§ What needs to be done: The entries below are to be returned exactly. Include all of them.

§ Supplied material:
>>>>

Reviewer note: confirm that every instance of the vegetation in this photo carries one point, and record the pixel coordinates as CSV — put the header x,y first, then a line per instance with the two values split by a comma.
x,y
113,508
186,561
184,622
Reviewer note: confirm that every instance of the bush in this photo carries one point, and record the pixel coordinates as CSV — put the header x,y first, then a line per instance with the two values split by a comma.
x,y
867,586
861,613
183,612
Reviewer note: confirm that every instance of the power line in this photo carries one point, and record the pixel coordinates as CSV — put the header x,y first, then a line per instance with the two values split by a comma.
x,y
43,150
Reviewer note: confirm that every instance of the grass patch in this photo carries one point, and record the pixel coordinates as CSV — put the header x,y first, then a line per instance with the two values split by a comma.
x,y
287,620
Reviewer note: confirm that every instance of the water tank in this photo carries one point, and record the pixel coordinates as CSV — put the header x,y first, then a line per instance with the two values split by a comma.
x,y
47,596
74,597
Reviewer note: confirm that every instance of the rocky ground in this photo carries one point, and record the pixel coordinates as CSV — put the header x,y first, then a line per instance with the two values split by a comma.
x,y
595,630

<<<<

§ Output of the task:
Reviewer note: confirm that every instance of the vegetation in this photo carries one point, and record the pixel coordinates as CSV — put the header x,y first, then a line per instance with the two values split by a comma.
x,y
113,508
186,561
184,622
Reviewer note: confirm that every instance of the bush in this photo carries one point, and record the pixel coordinates as CSV — put the header x,y first, then a line per instance with the two values split by a comma.
x,y
867,586
861,613
183,612
Reviewer note: confirm that every instance of the power line in this photo carries one point, and record the pixel coordinates as CSV — put the header x,y first, then a line per instance with the two values split by a comma.
x,y
43,150
Reviewer note: confirm that every instance of the grass patch in this photo carries one point, and record the pixel coordinates as CSV — put the header x,y first, then a line per instance with the two values split by a comma.
x,y
287,620
Reviewer note: confirm that every instance of the water tank in this photo carries one point, and record the pixel coordinates as CSV — put the header x,y first, then a line per instance with the two values split by a comma.
x,y
47,596
74,597
Reviewer note: confirm that every instance of the rocky ground in this photo carries one point, and record the pixel coordinates as CSV — put the header x,y first, then a line per instance with the two values split by a comma.
x,y
595,630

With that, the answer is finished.